PASSAGE GIVEN:
━━━
Tuesday, February 27, 2007

Nexus for Change - One Conference in a Million

There are few events where one has to be. These rare occasions happen maybe once in 10 years. The first European Appreciative Inquiry training 1999 in Riccione, Italy, was such an event, at least for Europeans. Now, Steve Cady, with the help of Tom Devane and Peggy Holman about whom I have blogged already twice, has organized a conference that will bring together the majority of those folks who had a deep impact on facilitation of change. The attendance list of the Nexus for Change Conference (March 22 & 23, 2007 Bowling Green State University, Bowling Green, Ohio) reads like a Who's Who of collaborative methods for change.

Among the more than 100 participants will be Emily & Dick Axelrod, Juanita Brown & David Isaacs (The World Café), Sandra Janoff & Marvin Weisbord (Future Search), Harrison Owen (Open Space Technology), Diana Whitney (Appreciative Inquiry), and many many more...

The focus will be on leveraging the power of over 60 approaches being used to transform whole organizations and communities as they tackle 21st Century Challenges. These approaches are broadly referred to as large-group methods/interventions, whole system change, or large-scale change. What make them unique are two foundation assumptions: high involvement and a systemic approach to improvement.

The Change Management Blog will report daily about this unprecedented event. Be there!
www.nexusforchange.org

Monday, February 26, 2007

Changing the Telecom Industry

It became evident when in 2005 Skype was acquired by Ebay for $ 2.6 billion that this company will shake the telecom market. Their newest relase shows the direction: Skype version 3.0.0.217 for Windows has an increadible new feature: it recognizes telephone numbers in any give website. If the country code is not give on the website, Skype "guesses" and suggests the country. With your Skype Out credit, you can call them directly with a click.
━━━
WRITTEN EXERCISE 1:
According to the blog posts, where will the Nexus for Change Conference be held?
WRITTEN EXERCISE 2:
Rewrite the records with "blurred tree" swapped for "distant tree" and everything else left unchanged.
The blog posts and the records come from unrelated sources.

EXERCISE MATERIALS:
━━━
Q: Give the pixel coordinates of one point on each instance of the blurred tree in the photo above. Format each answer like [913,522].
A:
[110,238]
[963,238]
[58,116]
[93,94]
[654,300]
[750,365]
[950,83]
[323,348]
━━━
PROBLEM SOLUTION 1:
At Bowling Green State University in Bowling Green, Ohio.

PROBLEM SOLUTION 2:
Q: Give the pixel coordinates of one point on each instance of the distant tree in the photo above. Format each answer like [913,522].
A:
[110,238]
[963,238]
[58,116]
[93,94]
[654,300]
[750,365]
[950,83]
[323,348]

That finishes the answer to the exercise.